§ **AUFGABEN**
[1] Übersetze den folgenden Satz aus dem Auszug über Guido Reils SPD-Austritt ins Englische: „Den schließlich gefundenen Standort-Kompromiss hatte auch Reil mitgetragen.“
[2] Prüfe anhand des Auszugs über Guido Reils SPD-Austritt, ob die folgenden Aussagen zutreffen. Antworte jeweils mit Ja oder Nein und zitiere die entscheidenden Worte wörtlich.
(a) Reil war 26 Jahre lang Mitglied der SPD.
(b) Reil hat den Standort-Kompromiss abgelehnt.
(c) Thomas Kutschaty ist der Chef der Essener SPD.
[3] Kopiere aus dem Auszug über Guido Reils SPD-Austritt den Abschnitt von "Reil hatte sich" bis einschließlich "anders machen wolle." Wort für Wort.

Essen. Der Essener Ratsherr Guido Reil ist aus der SPD ausgetreten. “In der Flüchtlingspolitik haben wir uns endgültig und völlig von der Realität verabschiedet.“

Paukenschlag in der Essener SPD: Der als Folge eines WAZ-Interviews zum Thema Integration und Flüchtlingspolitik bundesweit bekannt gewordene Karnaper Ratsherr Guido Reil beendet seine 26-jährige Parteimitgliedschaft und hat Mittwoch gegenüber seinem Karnaper Ortsverein den sofortigen Austritt aus der SPD bekanntgegeben. Die SPD sei nicht mehr nahe bei den einfachen Leuten und bei den Arbeitern und entferne sich immer mehr von ihren Wurzeln. Dies habe in der Flüchtlingspolitik ihren Höhepunkt erreicht, wo sich die Partei „endgültig und völlig von der Realität verabschiedet“ habe.

Reil hatte sich – beginnend mit dem WAZ-Interview, dann auch in vielen TV-Beiträgen – deutlich von der Flüchtlingspolitik der Bundesregierung und der SPD distanziert, gleichzeitig die von ihm als ungerecht empfundene Verteilung der Flüchtlinge innerhalb der Stadt angeprangert. Diese war nicht zuletzt aufgrund der Wirkung, die Reil in der Öffentlichkeit erzielt hatte, zugunsten des Essener Nordens korrigiert worden. Den schließlich gefundenen Standort-Kompromiss hatte auch Reil mitgetragen. „Was er anstoßen wollte, ist doch gelungen, das ist doch ein Erfolg“, bemerkte Essens SPD-Chef Thomas Kutschaty. Reil habe ansonsten nicht dargelegt, was er konkret anders machen wolle.

§ **DATENÜBERSICHT**

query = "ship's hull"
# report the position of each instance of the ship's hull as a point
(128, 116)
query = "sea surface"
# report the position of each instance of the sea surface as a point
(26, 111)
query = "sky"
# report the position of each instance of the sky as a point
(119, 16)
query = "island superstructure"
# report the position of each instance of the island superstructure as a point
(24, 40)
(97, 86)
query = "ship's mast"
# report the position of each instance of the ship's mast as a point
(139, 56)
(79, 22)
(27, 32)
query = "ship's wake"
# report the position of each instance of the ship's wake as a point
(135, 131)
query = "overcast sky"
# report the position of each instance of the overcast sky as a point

==

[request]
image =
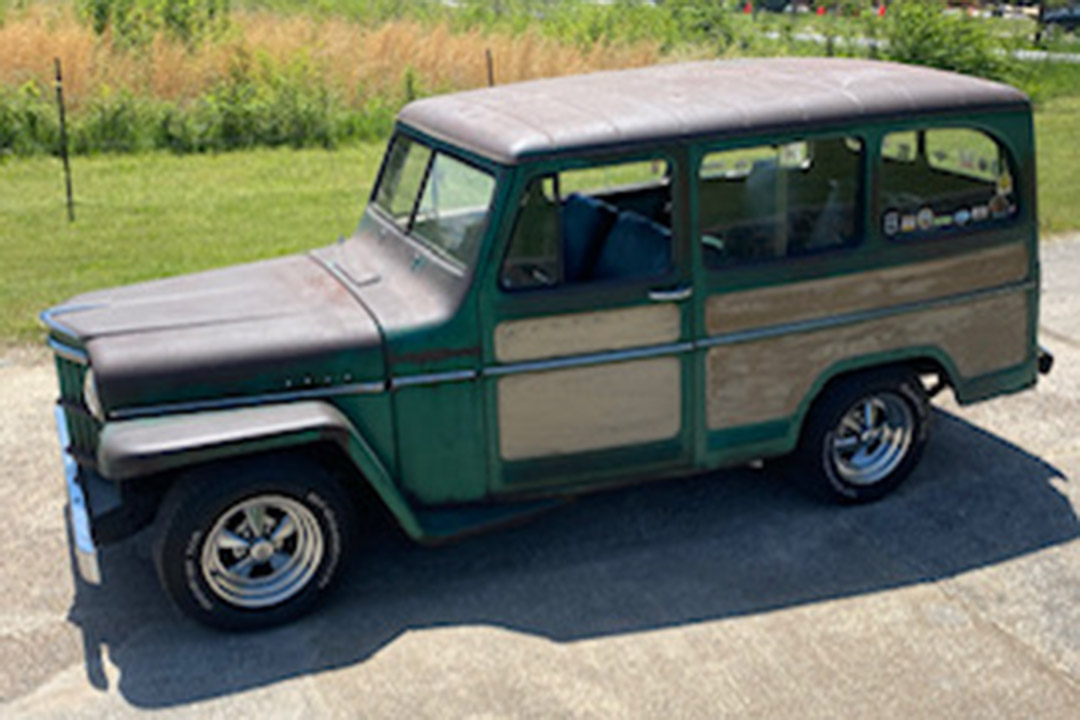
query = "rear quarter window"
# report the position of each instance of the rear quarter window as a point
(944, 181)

* * *

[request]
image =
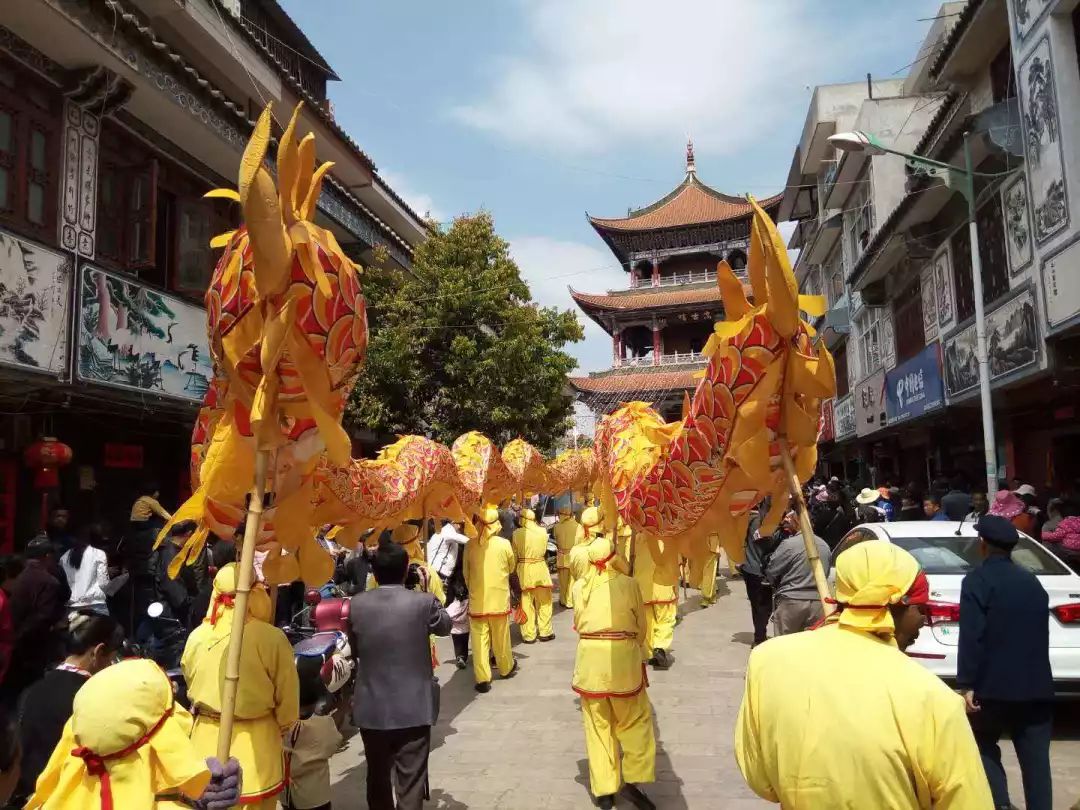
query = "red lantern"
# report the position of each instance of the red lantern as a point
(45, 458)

§ **ERWARTETE ERGEBNISSE**
[1] Reil had also supported the location compromise that was eventually reached.

[2]
(a) Ja: „beendet seine 26-jährige Parteimitgliedschaft“
(b) Nein: „Den schließlich gefundenen Standort-Kompromiss hatte auch Reil mitgetragen.“
(c) Ja: „Essens SPD-Chef Thomas Kutschaty“

[3]
Reil hatte sich – beginnend mit dem WAZ-Interview, dann auch in vielen TV-Beiträgen – deutlich von der Flüchtlingspolitik der Bundesregierung und der SPD distanziert, gleichzeitig die von ihm als ungerecht empfundene Verteilung der Flüchtlinge innerhalb der Stadt angeprangert. Diese war nicht zuletzt aufgrund der Wirkung, die Reil in der Öffentlichkeit erzielt hatte, zugunsten des Essener Nordens korrigiert worden. Den schließlich gefundenen Standort-Kompromiss hatte auch Reil mitgetragen. „Was er anstoßen wollte, ist doch gelungen, das ist doch ein Erfolg“, bemerkte Essens SPD-Chef Thomas Kutschaty. Reil habe ansonsten nicht dargelegt, was er konkret anders machen wolle.